:: WHAT IS EXPECTED ::
Reproduce everything from the line containing "Guideline: for every instance of the metal" down to the end of the records below, requests included, multiplying each x and y coordinate in the answers by 0.2 and rounding to whole numbers, with halves rounded up. Leave the numbers in the requests and their format samples as they are, and give only these lines.

· · · · ·

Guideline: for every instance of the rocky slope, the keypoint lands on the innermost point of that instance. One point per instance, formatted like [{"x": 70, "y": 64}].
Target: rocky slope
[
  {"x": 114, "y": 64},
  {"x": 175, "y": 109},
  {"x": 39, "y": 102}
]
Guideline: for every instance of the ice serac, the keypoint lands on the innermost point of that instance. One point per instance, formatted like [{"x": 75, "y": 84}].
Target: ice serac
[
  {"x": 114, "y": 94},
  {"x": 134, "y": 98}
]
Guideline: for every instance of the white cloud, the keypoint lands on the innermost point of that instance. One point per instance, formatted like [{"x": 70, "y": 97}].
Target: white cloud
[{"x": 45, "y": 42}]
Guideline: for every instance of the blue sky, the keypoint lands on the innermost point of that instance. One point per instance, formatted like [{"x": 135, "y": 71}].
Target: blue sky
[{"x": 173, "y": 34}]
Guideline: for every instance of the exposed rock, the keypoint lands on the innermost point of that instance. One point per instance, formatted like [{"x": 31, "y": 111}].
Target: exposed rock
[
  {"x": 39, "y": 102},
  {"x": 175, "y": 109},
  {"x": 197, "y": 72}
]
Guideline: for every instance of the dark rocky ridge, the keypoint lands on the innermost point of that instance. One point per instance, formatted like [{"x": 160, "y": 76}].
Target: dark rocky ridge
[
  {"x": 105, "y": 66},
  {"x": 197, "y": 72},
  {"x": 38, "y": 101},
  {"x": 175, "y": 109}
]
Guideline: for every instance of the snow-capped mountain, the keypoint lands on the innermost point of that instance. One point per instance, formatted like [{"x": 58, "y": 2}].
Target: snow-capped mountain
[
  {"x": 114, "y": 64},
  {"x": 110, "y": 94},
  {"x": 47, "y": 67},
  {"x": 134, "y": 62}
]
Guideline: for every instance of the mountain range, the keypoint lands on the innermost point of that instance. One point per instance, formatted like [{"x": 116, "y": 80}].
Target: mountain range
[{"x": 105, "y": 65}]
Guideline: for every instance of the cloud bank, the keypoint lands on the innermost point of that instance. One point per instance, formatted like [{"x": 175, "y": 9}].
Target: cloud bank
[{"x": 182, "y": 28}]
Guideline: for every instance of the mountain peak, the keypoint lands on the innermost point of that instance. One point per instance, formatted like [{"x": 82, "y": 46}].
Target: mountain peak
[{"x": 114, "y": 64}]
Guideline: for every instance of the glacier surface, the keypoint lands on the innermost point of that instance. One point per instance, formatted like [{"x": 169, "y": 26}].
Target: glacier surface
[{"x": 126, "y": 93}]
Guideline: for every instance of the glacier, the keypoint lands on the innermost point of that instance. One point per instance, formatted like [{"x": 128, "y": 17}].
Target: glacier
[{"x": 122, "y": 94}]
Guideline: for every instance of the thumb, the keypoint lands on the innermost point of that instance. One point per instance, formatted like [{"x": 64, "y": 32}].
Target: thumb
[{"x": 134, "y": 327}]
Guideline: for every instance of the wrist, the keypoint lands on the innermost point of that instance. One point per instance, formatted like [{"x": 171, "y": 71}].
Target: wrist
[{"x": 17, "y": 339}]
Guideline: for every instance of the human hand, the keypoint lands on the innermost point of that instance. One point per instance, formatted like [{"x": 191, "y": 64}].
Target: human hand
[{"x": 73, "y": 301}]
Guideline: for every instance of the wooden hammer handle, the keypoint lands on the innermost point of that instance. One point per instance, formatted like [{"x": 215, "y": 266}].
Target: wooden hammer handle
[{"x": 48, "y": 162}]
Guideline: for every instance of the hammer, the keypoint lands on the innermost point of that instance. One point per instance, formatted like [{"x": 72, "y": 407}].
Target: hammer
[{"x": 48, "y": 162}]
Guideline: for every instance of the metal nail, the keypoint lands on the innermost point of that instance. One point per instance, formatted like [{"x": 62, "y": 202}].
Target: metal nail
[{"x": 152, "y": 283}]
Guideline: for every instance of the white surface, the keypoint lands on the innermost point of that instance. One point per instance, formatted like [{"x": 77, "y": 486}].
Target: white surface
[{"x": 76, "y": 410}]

· · · · ·

:: IN RESPONSE ::
Guideline: for every instance of the metal nail, the keypoint lands on the innermost point of that instance. One point per instance, formatted like [{"x": 62, "y": 202}].
Target: metal nail
[{"x": 30, "y": 57}]
Guideline: for every instance of the white surface, the keypoint lands on the innermost point of that instance. One point per instance, formatted like [{"x": 77, "y": 486}].
Target: white surface
[{"x": 15, "y": 82}]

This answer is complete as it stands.